Listed entries:
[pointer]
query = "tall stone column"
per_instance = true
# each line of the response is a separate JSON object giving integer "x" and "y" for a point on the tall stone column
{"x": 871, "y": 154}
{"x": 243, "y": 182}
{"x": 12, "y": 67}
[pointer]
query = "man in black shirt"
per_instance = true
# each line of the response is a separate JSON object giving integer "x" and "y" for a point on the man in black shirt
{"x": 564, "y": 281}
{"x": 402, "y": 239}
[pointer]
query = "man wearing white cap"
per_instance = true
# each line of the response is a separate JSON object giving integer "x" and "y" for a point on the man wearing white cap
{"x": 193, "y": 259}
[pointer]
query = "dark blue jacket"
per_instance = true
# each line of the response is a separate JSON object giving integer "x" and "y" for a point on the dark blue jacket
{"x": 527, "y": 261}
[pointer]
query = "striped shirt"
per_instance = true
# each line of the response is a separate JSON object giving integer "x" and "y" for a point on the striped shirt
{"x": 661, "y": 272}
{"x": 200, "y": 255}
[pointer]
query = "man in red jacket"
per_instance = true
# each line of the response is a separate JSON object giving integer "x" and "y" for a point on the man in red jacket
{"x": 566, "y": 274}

Work request: Number of lines above containing the word "query": state it and add nothing else.

Finished exercise: 6